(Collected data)
........
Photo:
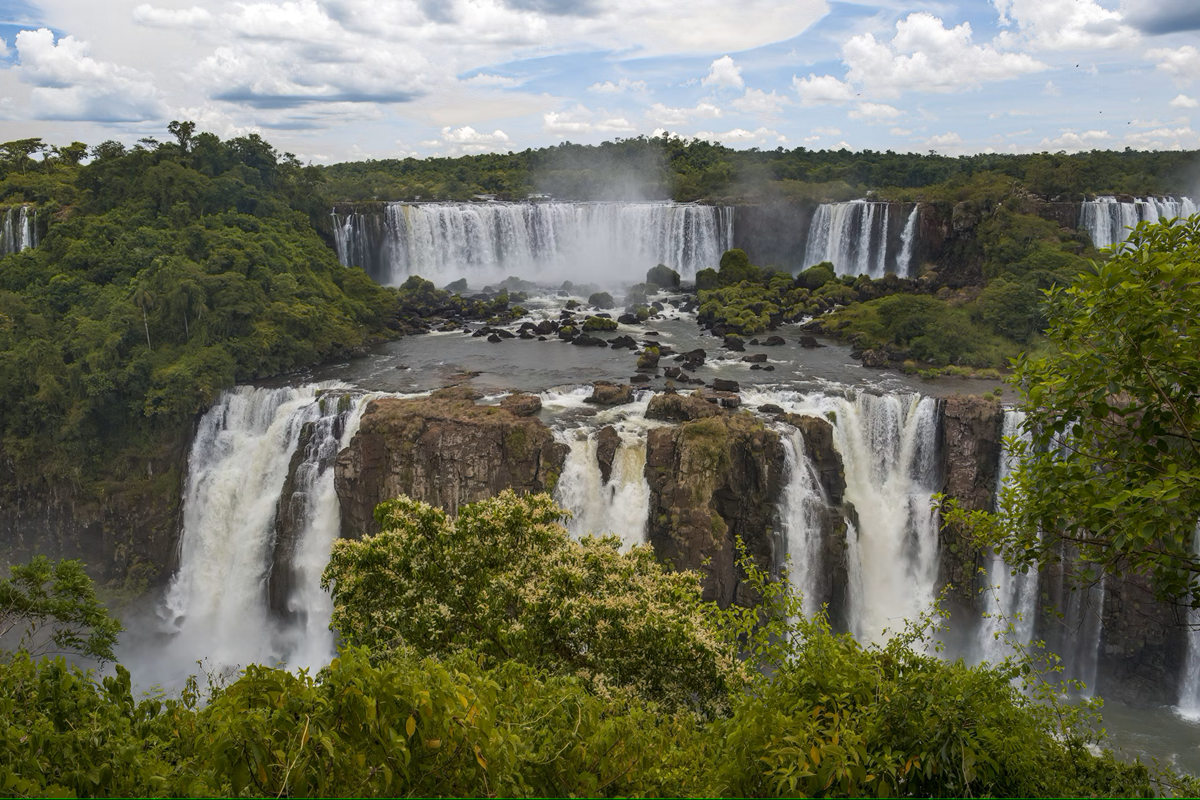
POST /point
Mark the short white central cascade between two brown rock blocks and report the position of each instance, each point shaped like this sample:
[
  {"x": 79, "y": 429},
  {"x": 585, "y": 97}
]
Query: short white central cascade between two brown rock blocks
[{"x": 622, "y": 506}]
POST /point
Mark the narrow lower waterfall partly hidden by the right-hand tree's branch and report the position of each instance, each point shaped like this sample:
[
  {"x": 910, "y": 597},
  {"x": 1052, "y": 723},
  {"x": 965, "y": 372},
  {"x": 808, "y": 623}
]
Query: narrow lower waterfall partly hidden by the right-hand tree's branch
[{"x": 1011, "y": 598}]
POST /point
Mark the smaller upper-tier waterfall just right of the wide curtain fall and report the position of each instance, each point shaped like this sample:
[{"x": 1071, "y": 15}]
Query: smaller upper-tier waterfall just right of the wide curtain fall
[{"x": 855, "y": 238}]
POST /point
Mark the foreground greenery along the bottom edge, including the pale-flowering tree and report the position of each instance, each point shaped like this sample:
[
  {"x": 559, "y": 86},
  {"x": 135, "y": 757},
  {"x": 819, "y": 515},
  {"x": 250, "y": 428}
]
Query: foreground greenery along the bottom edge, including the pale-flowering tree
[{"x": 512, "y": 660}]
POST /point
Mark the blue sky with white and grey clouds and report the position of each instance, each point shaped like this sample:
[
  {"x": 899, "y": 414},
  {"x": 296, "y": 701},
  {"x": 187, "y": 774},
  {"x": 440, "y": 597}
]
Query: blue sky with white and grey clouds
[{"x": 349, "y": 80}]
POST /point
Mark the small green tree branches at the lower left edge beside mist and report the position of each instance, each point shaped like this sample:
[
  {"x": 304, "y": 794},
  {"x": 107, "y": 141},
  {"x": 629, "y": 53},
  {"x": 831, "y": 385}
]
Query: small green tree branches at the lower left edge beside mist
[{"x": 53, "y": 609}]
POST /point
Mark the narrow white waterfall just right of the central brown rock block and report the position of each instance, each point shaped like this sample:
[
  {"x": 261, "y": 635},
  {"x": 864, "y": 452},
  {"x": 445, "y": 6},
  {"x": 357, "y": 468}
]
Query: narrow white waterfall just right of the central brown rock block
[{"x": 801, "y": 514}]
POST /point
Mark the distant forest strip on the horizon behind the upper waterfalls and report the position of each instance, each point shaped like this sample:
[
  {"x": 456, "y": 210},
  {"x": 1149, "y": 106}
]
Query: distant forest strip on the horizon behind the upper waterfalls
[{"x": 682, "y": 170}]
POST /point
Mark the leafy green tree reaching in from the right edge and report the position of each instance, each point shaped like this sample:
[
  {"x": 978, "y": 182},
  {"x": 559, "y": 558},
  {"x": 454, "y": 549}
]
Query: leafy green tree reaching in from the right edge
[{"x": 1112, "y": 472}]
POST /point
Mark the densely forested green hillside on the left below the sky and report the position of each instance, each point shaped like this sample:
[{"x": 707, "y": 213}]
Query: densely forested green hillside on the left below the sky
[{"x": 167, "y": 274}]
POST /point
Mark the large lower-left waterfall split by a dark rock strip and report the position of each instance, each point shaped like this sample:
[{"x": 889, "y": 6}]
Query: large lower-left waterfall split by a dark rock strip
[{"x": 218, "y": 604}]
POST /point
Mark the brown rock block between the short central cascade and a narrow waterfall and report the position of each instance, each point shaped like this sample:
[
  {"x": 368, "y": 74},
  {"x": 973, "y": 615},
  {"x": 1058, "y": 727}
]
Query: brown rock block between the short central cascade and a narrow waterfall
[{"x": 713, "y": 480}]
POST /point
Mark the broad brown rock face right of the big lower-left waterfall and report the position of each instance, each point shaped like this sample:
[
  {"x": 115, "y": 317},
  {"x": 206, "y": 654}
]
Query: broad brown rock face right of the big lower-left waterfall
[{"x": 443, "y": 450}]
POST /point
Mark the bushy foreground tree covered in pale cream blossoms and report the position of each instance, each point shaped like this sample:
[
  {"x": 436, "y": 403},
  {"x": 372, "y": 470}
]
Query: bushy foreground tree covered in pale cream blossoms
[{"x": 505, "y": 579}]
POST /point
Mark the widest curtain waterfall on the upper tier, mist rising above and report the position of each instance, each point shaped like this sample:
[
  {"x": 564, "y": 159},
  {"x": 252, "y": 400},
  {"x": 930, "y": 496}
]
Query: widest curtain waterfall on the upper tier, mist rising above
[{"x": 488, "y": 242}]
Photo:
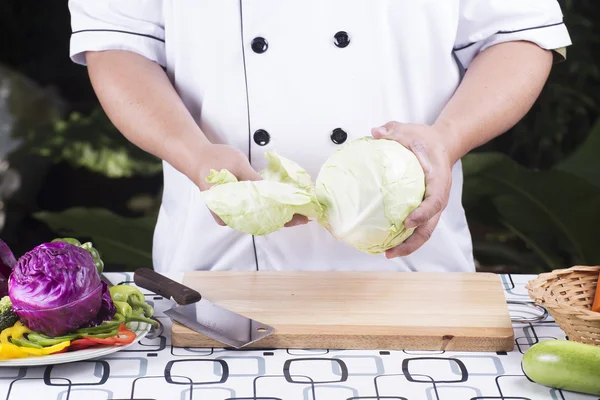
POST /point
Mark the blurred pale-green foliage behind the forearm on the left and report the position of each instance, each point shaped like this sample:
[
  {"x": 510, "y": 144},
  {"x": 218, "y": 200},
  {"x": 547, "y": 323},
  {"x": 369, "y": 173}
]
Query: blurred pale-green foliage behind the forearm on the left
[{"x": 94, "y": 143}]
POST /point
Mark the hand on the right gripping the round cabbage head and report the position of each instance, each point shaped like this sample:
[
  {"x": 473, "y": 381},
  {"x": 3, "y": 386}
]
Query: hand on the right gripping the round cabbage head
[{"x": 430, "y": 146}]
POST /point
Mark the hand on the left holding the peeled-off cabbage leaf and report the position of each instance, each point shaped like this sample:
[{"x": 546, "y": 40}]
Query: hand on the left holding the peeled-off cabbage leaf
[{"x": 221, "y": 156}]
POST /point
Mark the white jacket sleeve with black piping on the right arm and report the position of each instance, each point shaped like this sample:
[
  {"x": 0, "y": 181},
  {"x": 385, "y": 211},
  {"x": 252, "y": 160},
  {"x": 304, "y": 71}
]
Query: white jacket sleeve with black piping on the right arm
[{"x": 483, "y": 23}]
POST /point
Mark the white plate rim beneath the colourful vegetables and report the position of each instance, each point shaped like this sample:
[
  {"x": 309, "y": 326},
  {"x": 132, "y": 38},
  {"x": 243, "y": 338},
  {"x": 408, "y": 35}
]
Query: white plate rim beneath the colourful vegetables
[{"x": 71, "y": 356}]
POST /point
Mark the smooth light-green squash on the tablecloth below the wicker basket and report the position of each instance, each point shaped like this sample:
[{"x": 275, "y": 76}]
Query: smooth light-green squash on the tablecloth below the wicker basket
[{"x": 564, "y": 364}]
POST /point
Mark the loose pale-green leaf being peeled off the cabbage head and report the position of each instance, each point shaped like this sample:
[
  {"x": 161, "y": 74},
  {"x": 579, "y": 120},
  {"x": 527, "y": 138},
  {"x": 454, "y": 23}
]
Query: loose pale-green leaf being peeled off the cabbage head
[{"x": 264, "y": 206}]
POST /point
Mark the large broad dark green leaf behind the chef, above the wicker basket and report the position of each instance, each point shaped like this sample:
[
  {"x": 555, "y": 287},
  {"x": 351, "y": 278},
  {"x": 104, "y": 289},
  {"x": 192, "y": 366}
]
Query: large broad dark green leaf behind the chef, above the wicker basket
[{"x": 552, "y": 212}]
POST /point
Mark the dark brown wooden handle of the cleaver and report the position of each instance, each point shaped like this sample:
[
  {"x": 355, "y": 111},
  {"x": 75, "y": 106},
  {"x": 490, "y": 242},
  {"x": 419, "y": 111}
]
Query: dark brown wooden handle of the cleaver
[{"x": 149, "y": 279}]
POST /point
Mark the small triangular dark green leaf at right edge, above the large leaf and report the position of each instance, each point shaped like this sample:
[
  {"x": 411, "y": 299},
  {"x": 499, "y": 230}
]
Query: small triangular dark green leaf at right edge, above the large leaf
........
How to complete this task
Faithful copy, images left out: write out every line of data.

Reply to the exercise
Photo:
POST /point
Mark the short white central cascade between two brown rock blocks and report the position of each instance, each point shaped like this sample:
[
  {"x": 79, "y": 429},
  {"x": 585, "y": 97}
]
Query: short white central cascade between two brown rock blocks
[{"x": 622, "y": 506}]
POST /point
Mark the narrow lower waterfall partly hidden by the right-hand tree's branch and report the position of each instance, each point shaped like this sample:
[
  {"x": 910, "y": 597},
  {"x": 1052, "y": 723},
  {"x": 965, "y": 372},
  {"x": 808, "y": 623}
]
Query: narrow lower waterfall partly hidden by the right-hand tree's branch
[{"x": 1011, "y": 598}]
POST /point
Mark the smaller upper-tier waterfall just right of the wide curtain fall and report the position of each instance, each point shaped like this sample:
[{"x": 1071, "y": 15}]
Query: smaller upper-tier waterfall just right of the wide curtain fall
[{"x": 855, "y": 238}]
POST /point
Mark the foreground greenery along the bottom edge, including the pale-flowering tree and report the position of each instance, each point shaped like this sample:
[
  {"x": 559, "y": 86},
  {"x": 135, "y": 757},
  {"x": 819, "y": 515},
  {"x": 250, "y": 428}
]
Query: foreground greenery along the bottom edge, including the pale-flowering tree
[{"x": 512, "y": 660}]
POST /point
Mark the blue sky with white and grey clouds and report the position of each instance, each point shaped like this sample:
[
  {"x": 899, "y": 414},
  {"x": 296, "y": 701},
  {"x": 187, "y": 774},
  {"x": 440, "y": 597}
]
Query: blue sky with white and grey clouds
[{"x": 349, "y": 80}]
POST /point
Mark the small green tree branches at the lower left edge beside mist and report the position of each instance, each point shaped like this sample:
[
  {"x": 304, "y": 794},
  {"x": 107, "y": 141},
  {"x": 629, "y": 53},
  {"x": 831, "y": 385}
]
Query: small green tree branches at the lower left edge beside mist
[{"x": 53, "y": 609}]
POST /point
Mark the narrow white waterfall just right of the central brown rock block and report the position of each instance, each point shaped like this sample:
[
  {"x": 261, "y": 635},
  {"x": 864, "y": 452},
  {"x": 445, "y": 6},
  {"x": 357, "y": 468}
]
Query: narrow white waterfall just right of the central brown rock block
[{"x": 801, "y": 514}]
POST /point
Mark the distant forest strip on the horizon behind the upper waterfalls and report the position of each instance, each point shaped like this sample:
[
  {"x": 456, "y": 210},
  {"x": 1149, "y": 106}
]
Query: distant forest strip on the horizon behind the upper waterfalls
[{"x": 682, "y": 170}]
POST /point
Mark the leafy green tree reaching in from the right edge and report the position of each instance, each point shaped like this sample:
[
  {"x": 978, "y": 182},
  {"x": 559, "y": 558},
  {"x": 454, "y": 549}
]
Query: leafy green tree reaching in from the right edge
[{"x": 1112, "y": 472}]
POST /point
Mark the densely forested green hillside on the left below the sky and report the position of each instance, each point shaped like this sample:
[{"x": 707, "y": 213}]
Query: densely forested green hillside on the left below the sky
[{"x": 167, "y": 274}]
POST /point
Mark the large lower-left waterfall split by a dark rock strip and report the position of each instance, each point shaped like this sample:
[{"x": 889, "y": 6}]
Query: large lower-left waterfall split by a dark rock strip
[{"x": 218, "y": 604}]
POST /point
Mark the brown rock block between the short central cascade and a narrow waterfall and report the position of each instance, each point shaped like this sample:
[
  {"x": 368, "y": 74},
  {"x": 973, "y": 615},
  {"x": 1058, "y": 727}
]
Query: brown rock block between the short central cascade and a narrow waterfall
[{"x": 713, "y": 480}]
POST /point
Mark the broad brown rock face right of the big lower-left waterfall and report the position of each instance, each point shaped like this sample:
[
  {"x": 115, "y": 317},
  {"x": 206, "y": 654}
]
Query: broad brown rock face right of the big lower-left waterfall
[{"x": 443, "y": 450}]
POST /point
Mark the bushy foreground tree covered in pale cream blossoms and report the position of each instance, each point shaped like this sample:
[
  {"x": 436, "y": 403},
  {"x": 372, "y": 470}
]
Query: bushy foreground tree covered in pale cream blossoms
[{"x": 505, "y": 579}]
POST /point
Mark the widest curtain waterfall on the upper tier, mist rising above and report the position of each instance, each point shaped like this sample:
[
  {"x": 564, "y": 159},
  {"x": 252, "y": 400},
  {"x": 930, "y": 496}
]
Query: widest curtain waterfall on the upper tier, mist rising above
[{"x": 488, "y": 242}]
Photo:
POST /point
Mark the blurred pale-green foliage behind the forearm on the left and report the position of each instance, each point shaped like this sample:
[
  {"x": 510, "y": 144},
  {"x": 218, "y": 200},
  {"x": 547, "y": 323},
  {"x": 369, "y": 173}
]
Query: blurred pale-green foliage behind the forearm on the left
[{"x": 94, "y": 143}]
POST /point
Mark the hand on the right gripping the round cabbage head and report the position of each instance, each point shaped like this sample:
[
  {"x": 473, "y": 381},
  {"x": 3, "y": 386}
]
Query: hand on the right gripping the round cabbage head
[{"x": 430, "y": 146}]
POST /point
Mark the hand on the left holding the peeled-off cabbage leaf and report the position of each instance, each point shaped like this sample:
[{"x": 546, "y": 40}]
Query: hand on the left holding the peeled-off cabbage leaf
[{"x": 221, "y": 156}]
POST /point
Mark the white jacket sleeve with black piping on the right arm and report the position of each instance, each point shaped like this sample:
[
  {"x": 0, "y": 181},
  {"x": 385, "y": 211},
  {"x": 252, "y": 160},
  {"x": 304, "y": 71}
]
Query: white jacket sleeve with black piping on the right arm
[{"x": 483, "y": 23}]
POST /point
Mark the white plate rim beneath the colourful vegetables and report the position of each instance, each point shaped like this sample:
[
  {"x": 309, "y": 326},
  {"x": 132, "y": 38},
  {"x": 243, "y": 338},
  {"x": 408, "y": 35}
]
Query: white plate rim beneath the colourful vegetables
[{"x": 71, "y": 356}]
POST /point
Mark the smooth light-green squash on the tablecloth below the wicker basket and report the position of each instance, each point shaped like this sample:
[{"x": 275, "y": 76}]
Query: smooth light-green squash on the tablecloth below the wicker basket
[{"x": 564, "y": 364}]
POST /point
Mark the loose pale-green leaf being peeled off the cabbage head and report the position of each instance, each point shaped like this sample:
[
  {"x": 161, "y": 74},
  {"x": 579, "y": 120},
  {"x": 527, "y": 138},
  {"x": 454, "y": 23}
]
Query: loose pale-green leaf being peeled off the cabbage head
[{"x": 264, "y": 206}]
POST /point
Mark the large broad dark green leaf behind the chef, above the wicker basket and report the position of each instance, each point shaped like this sample:
[
  {"x": 555, "y": 287},
  {"x": 351, "y": 278},
  {"x": 104, "y": 289},
  {"x": 192, "y": 366}
]
Query: large broad dark green leaf behind the chef, above the wicker basket
[{"x": 552, "y": 212}]
POST /point
Mark the dark brown wooden handle of the cleaver and report the position of each instance, each point shaped like this sample:
[
  {"x": 355, "y": 111},
  {"x": 75, "y": 106},
  {"x": 490, "y": 242},
  {"x": 419, "y": 111}
]
Query: dark brown wooden handle of the cleaver
[{"x": 149, "y": 279}]
POST /point
Mark the small triangular dark green leaf at right edge, above the large leaf and report the position of each instance, each point shaped like this sample:
[
  {"x": 411, "y": 299},
  {"x": 499, "y": 230}
]
Query: small triangular dark green leaf at right edge, above the large leaf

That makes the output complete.